### Task brief
From the records below, please gather every line containing the word "fence", and treat case as significant.

□ □ □

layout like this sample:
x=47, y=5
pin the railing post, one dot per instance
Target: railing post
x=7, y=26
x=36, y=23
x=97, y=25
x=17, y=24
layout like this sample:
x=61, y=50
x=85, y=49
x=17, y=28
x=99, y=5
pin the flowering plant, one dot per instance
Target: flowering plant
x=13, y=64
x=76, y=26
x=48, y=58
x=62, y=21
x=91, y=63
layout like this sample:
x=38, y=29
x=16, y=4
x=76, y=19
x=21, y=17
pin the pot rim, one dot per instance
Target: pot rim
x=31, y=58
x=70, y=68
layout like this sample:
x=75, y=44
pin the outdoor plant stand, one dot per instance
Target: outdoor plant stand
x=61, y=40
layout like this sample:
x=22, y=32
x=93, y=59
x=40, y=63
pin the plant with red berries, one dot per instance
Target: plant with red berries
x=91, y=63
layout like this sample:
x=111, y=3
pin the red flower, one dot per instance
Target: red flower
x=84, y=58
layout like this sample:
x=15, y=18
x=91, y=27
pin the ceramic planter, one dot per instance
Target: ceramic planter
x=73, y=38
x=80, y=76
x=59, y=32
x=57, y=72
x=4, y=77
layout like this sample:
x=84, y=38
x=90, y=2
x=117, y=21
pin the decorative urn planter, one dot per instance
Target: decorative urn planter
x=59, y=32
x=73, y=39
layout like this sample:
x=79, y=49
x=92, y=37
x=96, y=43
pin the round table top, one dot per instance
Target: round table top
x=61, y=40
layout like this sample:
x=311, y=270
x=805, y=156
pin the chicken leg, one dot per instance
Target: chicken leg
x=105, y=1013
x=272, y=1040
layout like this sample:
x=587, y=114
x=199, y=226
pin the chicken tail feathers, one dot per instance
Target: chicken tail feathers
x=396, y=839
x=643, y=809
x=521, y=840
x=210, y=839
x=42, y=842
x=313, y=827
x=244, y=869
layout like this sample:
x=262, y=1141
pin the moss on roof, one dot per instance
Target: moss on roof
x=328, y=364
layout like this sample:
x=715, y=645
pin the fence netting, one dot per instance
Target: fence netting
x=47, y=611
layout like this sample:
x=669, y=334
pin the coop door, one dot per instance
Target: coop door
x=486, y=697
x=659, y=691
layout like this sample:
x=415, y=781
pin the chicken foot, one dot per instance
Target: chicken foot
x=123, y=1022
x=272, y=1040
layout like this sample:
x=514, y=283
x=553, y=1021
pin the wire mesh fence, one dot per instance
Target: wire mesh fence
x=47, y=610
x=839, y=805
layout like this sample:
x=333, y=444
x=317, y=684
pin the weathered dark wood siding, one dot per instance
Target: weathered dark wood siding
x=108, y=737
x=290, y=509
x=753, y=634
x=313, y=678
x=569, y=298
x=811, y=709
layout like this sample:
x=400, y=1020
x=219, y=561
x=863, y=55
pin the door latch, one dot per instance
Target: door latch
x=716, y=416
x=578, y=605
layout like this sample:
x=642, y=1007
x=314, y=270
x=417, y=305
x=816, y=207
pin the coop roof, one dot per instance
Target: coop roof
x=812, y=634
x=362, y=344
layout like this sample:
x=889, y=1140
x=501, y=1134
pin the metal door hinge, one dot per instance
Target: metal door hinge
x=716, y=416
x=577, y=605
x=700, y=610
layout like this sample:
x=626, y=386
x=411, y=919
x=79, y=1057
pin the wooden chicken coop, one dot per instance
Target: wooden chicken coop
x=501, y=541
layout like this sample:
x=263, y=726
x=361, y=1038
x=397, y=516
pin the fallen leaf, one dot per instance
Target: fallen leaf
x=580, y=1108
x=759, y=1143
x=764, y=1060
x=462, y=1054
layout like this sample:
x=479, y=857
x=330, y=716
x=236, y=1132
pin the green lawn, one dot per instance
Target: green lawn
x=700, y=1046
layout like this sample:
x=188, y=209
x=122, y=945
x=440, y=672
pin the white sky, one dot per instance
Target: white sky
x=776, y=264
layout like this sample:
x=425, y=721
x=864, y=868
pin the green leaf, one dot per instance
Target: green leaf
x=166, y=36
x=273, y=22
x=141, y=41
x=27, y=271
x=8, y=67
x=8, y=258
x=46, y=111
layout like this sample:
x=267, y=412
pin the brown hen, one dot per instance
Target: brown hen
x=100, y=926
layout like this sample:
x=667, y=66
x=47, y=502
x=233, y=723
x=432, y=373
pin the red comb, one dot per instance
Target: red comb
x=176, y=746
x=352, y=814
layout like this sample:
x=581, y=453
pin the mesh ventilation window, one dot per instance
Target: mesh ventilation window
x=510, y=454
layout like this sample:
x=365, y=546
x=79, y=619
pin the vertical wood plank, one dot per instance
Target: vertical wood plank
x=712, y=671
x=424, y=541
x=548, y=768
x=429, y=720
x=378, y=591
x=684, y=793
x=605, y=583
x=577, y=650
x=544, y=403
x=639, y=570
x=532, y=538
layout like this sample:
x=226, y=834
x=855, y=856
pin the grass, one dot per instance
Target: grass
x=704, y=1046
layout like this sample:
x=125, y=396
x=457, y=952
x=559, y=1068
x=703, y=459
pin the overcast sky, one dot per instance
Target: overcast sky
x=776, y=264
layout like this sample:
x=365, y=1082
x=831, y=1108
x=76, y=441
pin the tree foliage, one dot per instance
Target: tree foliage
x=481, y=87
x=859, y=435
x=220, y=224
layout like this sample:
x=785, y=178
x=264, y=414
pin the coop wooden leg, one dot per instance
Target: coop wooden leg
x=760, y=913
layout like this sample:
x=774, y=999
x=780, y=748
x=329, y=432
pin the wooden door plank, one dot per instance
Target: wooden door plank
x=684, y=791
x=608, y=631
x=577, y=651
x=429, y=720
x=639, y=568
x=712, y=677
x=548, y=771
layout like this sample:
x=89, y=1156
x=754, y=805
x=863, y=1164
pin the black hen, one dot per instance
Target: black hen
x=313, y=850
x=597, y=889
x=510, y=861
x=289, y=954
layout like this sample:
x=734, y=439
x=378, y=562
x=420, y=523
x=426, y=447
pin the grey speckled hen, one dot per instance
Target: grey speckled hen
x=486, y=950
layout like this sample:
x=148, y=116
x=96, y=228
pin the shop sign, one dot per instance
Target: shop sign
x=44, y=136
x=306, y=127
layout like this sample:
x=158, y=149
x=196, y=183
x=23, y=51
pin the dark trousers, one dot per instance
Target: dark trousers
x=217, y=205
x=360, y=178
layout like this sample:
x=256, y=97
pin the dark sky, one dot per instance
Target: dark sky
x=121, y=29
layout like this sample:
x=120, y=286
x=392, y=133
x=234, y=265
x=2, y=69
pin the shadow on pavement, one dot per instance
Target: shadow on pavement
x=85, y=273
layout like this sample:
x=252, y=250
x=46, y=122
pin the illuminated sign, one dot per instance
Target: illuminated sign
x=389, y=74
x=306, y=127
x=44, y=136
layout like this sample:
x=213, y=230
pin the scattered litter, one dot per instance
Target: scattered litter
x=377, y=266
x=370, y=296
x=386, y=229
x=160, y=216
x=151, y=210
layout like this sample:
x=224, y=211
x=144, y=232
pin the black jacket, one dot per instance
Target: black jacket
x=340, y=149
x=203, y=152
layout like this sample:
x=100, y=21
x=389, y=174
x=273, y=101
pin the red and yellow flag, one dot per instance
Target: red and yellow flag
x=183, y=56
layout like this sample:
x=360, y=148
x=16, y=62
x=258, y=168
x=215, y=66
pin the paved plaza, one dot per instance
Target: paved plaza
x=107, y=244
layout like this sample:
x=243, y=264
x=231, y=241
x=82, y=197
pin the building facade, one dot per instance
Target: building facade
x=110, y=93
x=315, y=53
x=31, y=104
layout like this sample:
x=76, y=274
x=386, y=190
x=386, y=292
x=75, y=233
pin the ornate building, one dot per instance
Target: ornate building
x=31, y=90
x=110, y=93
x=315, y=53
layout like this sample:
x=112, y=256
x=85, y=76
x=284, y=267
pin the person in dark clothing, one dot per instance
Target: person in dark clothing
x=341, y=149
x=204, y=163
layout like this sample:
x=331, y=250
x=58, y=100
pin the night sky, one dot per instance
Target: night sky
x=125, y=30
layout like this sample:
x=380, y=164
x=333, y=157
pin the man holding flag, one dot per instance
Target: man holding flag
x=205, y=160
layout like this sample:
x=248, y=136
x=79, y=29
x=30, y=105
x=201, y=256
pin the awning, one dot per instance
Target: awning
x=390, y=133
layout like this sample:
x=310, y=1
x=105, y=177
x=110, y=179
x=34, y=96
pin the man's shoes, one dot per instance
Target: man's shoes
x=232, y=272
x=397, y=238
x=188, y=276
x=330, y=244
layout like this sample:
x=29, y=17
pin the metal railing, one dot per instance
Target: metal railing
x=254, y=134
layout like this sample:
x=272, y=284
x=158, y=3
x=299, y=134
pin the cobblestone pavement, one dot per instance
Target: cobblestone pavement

□ □ □

### Solution to this exercise
pin the fence netting, one dot per instance
Target: fence netting
pin the wire mesh fence, one dot per instance
Target: wire mesh fence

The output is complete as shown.